* _EXTRACT TO READ_:
Last updated: April 2026. This document reflects the post-refactor architecture. The original design document is preserved in
docs/EXPERIMENTAL_DETAILS.md.
AgentQuant is a regime-adaptive quantitative research platform. The v2.0 refactor transforms it from a stateless parameter-tuning script into a defensible research tool with:
- A real ReAct agent loop (analyze → hypothesize → backtest → reflect → store)
- Scientific comparability: LLM proposals are constrained to a canonical
ParameterGrid, making LLM vs. grid-search comparisons valid - Statistical regime detection: VIX percentile (relative) instead of hardcoded absolute thresholds
- Look-ahead bias guards enforced at the backtest engine level
- Cross-session memory via SQLite so the agent can learn across runs
- 42 unit tests and a GitHub Actions CI gate
The agent runs a bounded ReAct loop with 5 explicit typed nodes:
analyze ──► hypothesize ──► backtest ──► reflect
▲ │
└────────── (retry ≤ N) ◄──────┘
│
store
class AgentState(TypedDict, total=False):
ohlcv_data: Dict[str, pd.DataFrame]
features_df: pd.DataFrame
context: Optional[RegimeContext]
proposals: List[Proposal]
results: List[Dict]
best_result: Optional[Dict]
iteration: int
max_iterations: int
strategy_type: str
asset: str
should_continue: bool
memory_context: str
run_log: List[str]Nodes:
| Node | Purpose |
|---|---|
analyze |
Build RegimeContext from features + regime detector |
hypothesize |
Generate proposals via ProposalGenerator |
backtest |
Run tournament: all proposals → rank by Sharpe |
reflect |
Accept if Sharpe ≥ min_acceptable_sharpe, else retry |
store |
Persist best result to StrategyMemory SQLite |
The loop retries at most config.agent.max_iterations times (default 3). On max iteration, accepts the best result found regardless of threshold.

* _ENTRIES PROVIDED_:
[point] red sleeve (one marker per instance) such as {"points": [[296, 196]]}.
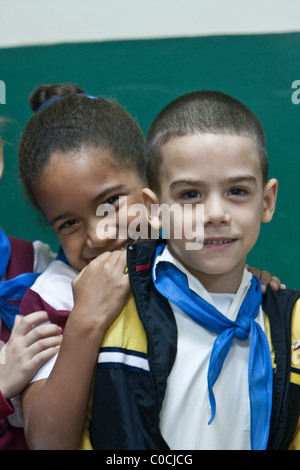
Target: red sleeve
{"points": [[6, 408], [33, 302]]}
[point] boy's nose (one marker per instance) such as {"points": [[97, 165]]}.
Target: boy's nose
{"points": [[215, 211]]}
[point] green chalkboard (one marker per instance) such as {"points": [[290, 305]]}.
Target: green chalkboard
{"points": [[144, 76]]}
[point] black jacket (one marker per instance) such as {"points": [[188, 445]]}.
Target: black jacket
{"points": [[127, 401]]}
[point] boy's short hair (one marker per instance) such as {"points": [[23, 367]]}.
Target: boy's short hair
{"points": [[202, 112]]}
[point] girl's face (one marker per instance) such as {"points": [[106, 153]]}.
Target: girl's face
{"points": [[69, 194]]}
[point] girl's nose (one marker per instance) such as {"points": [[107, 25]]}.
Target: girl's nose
{"points": [[98, 238]]}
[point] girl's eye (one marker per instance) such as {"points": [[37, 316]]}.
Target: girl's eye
{"points": [[193, 194], [111, 200], [67, 224], [237, 192]]}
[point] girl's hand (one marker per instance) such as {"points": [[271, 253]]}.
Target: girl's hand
{"points": [[267, 278], [101, 289], [33, 341]]}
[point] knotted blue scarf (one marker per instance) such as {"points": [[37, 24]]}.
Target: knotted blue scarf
{"points": [[173, 285], [12, 289]]}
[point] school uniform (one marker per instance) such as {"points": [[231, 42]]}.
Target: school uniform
{"points": [[25, 257], [150, 389]]}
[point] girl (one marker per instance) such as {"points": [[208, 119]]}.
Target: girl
{"points": [[24, 348], [77, 153]]}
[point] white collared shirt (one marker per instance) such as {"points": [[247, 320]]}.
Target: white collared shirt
{"points": [[186, 411]]}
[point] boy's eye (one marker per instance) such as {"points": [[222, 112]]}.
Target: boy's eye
{"points": [[67, 224], [237, 192], [111, 200]]}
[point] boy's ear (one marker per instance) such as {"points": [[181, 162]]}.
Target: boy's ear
{"points": [[152, 205], [270, 196]]}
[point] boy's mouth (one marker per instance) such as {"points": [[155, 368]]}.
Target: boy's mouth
{"points": [[218, 243]]}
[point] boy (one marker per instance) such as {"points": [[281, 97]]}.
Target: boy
{"points": [[204, 148]]}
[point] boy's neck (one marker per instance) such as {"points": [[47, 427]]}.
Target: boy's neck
{"points": [[227, 283]]}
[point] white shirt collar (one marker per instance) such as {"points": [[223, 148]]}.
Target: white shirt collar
{"points": [[198, 288]]}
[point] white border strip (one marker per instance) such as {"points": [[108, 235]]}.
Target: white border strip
{"points": [[35, 22], [122, 358]]}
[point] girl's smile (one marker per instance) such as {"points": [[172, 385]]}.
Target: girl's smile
{"points": [[69, 193]]}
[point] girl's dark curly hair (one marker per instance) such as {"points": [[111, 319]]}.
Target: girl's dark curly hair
{"points": [[72, 123]]}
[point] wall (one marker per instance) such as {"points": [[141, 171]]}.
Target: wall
{"points": [[144, 74]]}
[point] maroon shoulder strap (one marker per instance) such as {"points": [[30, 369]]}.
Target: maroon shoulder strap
{"points": [[21, 258]]}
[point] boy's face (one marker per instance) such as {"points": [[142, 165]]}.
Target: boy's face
{"points": [[70, 193], [222, 172]]}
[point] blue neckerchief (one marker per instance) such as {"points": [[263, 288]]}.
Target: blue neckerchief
{"points": [[12, 289], [173, 285]]}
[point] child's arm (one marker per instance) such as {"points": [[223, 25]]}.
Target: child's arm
{"points": [[54, 410], [31, 344]]}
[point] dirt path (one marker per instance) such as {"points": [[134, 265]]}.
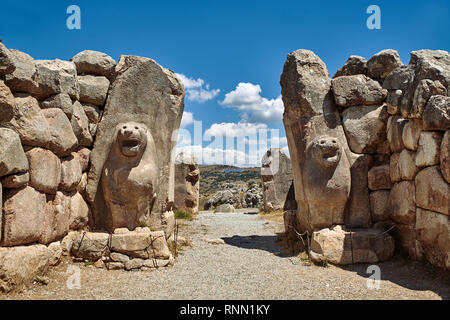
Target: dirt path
{"points": [[235, 256]]}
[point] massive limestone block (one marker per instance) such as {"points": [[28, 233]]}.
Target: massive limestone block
{"points": [[365, 128], [326, 178], [45, 170], [428, 148], [339, 246], [411, 134], [357, 90], [56, 76], [445, 156], [310, 112], [20, 265], [354, 65], [94, 62], [23, 78], [30, 122], [23, 214], [12, 156], [436, 115], [402, 202], [187, 183], [432, 191], [433, 231], [61, 101], [276, 175], [382, 63], [130, 176], [6, 61], [7, 103], [63, 140], [379, 178], [142, 92], [93, 89]]}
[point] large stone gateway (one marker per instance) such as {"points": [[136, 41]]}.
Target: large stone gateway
{"points": [[369, 151]]}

* _TASKS TO COMPLETE_:
1 - According to the AgentQuant architecture page, where is the original design document preserved?
2 - From the AgentQuant architecture page, extract the passage from "Last updated: April" up to and including "docs/EXPERIMENTAL_DETAILS.md.", copied word for word.
3 - List every node of the agent loop named in the AgentQuant architecture page.
The rows have nothing to do with the AgentQuant architecture page.

* _YOUR RESPONSES_:
1 - docs/EXPERIMENTAL_DETAILS.md

2 -
Last updated: April 2026. This document reflects the post-refactor architecture. The original design document is preserved in
docs/EXPERIMENTAL_DETAILS.md.

3 - analyze, hypothesize, backtest, reflect, store